- **Job**:
Could you give back everything from the line containing "TARGET = curved metal sheet" down to the line containing "(1219, 639)", with "planter" replaced by "garden" and nothing else changed?

- **Records**:
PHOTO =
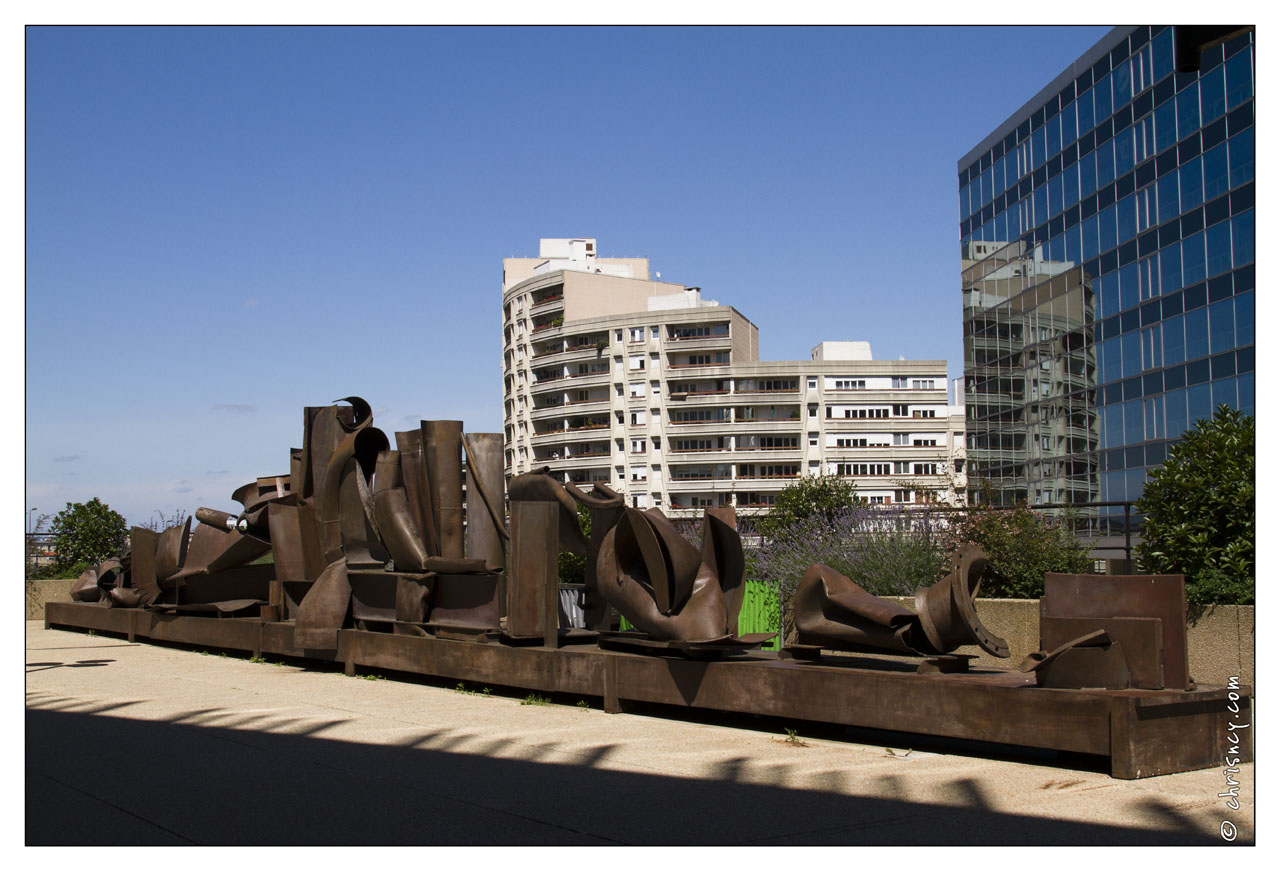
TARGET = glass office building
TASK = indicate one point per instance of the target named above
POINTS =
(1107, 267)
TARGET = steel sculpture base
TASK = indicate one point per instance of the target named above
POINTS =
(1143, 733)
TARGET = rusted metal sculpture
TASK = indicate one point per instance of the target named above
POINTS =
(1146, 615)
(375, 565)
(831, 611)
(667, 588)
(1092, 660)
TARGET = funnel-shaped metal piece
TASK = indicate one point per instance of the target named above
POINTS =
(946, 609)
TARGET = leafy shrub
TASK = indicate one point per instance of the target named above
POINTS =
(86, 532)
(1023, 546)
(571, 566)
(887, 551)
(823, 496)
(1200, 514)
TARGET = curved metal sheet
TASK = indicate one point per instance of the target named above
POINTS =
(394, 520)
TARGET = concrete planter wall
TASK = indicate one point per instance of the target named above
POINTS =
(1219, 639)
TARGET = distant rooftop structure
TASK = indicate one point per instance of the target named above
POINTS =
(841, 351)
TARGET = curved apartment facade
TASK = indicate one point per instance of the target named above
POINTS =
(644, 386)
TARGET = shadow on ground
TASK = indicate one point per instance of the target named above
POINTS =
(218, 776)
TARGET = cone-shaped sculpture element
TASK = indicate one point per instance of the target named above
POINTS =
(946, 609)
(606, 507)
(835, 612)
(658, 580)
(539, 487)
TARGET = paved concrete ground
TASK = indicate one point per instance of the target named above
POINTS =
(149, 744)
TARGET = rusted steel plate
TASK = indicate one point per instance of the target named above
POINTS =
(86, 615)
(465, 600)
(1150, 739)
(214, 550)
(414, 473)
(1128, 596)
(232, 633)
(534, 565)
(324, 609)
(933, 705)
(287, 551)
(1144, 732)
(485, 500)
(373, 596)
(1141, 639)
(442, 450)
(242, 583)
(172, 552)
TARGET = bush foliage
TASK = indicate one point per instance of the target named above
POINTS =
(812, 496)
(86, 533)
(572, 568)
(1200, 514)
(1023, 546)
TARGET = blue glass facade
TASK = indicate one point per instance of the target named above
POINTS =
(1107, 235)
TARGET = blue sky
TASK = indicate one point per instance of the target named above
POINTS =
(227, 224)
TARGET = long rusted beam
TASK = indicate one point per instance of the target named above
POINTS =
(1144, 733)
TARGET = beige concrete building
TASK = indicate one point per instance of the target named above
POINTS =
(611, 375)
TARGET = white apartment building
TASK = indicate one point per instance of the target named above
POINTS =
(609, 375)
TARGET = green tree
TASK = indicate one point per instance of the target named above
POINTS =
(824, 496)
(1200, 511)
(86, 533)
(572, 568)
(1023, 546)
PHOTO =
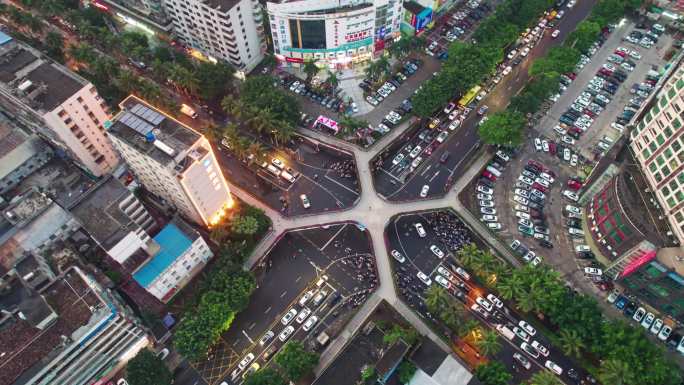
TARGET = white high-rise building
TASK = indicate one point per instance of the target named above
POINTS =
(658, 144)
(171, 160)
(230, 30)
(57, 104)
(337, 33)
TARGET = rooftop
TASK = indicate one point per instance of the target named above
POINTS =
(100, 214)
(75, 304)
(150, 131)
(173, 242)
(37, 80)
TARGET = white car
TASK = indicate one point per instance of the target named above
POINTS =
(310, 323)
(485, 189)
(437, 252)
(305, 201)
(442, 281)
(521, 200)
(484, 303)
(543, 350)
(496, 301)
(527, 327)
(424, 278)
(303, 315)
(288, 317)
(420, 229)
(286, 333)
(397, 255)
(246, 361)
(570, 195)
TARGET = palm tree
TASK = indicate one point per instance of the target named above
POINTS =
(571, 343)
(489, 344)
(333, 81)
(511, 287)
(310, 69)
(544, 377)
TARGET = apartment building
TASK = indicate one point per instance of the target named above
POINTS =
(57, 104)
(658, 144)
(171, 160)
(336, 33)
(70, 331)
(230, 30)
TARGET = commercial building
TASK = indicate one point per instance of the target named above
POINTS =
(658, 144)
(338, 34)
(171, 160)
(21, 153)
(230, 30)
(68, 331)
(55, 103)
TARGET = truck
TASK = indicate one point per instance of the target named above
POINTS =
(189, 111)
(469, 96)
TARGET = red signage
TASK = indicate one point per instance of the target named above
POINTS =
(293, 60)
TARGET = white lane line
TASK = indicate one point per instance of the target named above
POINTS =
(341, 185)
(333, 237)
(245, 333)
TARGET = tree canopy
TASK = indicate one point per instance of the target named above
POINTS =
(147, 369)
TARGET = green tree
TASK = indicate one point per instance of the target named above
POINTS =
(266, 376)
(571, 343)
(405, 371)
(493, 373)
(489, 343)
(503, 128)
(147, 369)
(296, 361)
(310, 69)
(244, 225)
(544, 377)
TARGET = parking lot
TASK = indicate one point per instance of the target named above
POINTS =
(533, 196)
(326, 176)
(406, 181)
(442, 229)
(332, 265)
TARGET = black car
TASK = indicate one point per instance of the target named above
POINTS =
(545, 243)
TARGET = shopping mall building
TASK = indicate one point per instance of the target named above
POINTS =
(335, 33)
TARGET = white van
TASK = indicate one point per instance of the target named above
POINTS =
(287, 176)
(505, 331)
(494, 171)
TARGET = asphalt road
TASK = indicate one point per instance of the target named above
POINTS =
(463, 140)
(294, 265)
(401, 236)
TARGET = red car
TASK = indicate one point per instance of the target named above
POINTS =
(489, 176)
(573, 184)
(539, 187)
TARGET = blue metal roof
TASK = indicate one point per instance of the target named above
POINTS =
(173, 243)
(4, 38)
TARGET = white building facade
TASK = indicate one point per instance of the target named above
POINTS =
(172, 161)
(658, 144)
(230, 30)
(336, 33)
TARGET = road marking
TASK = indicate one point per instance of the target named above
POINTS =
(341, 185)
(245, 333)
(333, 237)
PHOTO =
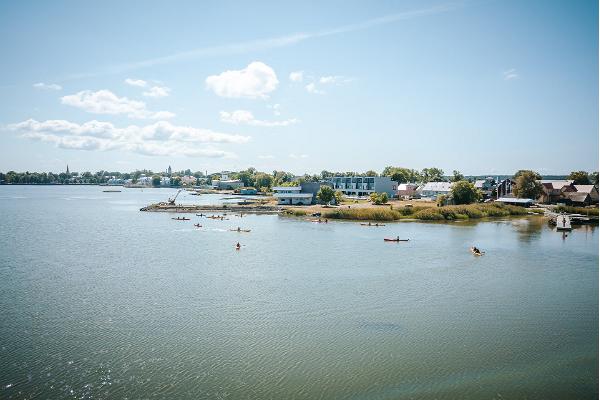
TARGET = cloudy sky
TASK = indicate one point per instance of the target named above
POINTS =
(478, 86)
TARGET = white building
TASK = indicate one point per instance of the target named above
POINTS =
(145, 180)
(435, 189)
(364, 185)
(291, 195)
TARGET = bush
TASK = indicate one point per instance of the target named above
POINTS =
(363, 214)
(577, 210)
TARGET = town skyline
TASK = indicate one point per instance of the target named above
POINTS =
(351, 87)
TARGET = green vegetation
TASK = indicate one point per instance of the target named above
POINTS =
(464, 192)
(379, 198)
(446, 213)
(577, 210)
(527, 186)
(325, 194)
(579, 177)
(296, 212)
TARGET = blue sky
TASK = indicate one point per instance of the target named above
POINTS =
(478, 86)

- **Answer**:
TARGET = curved metal sheet
TASK = indicate one point per instance of the target named above
POINTS =
(394, 520)
TARGET = concrete garden wall
TASK = indicate one point per instance of the target named above
POINTS =
(1219, 639)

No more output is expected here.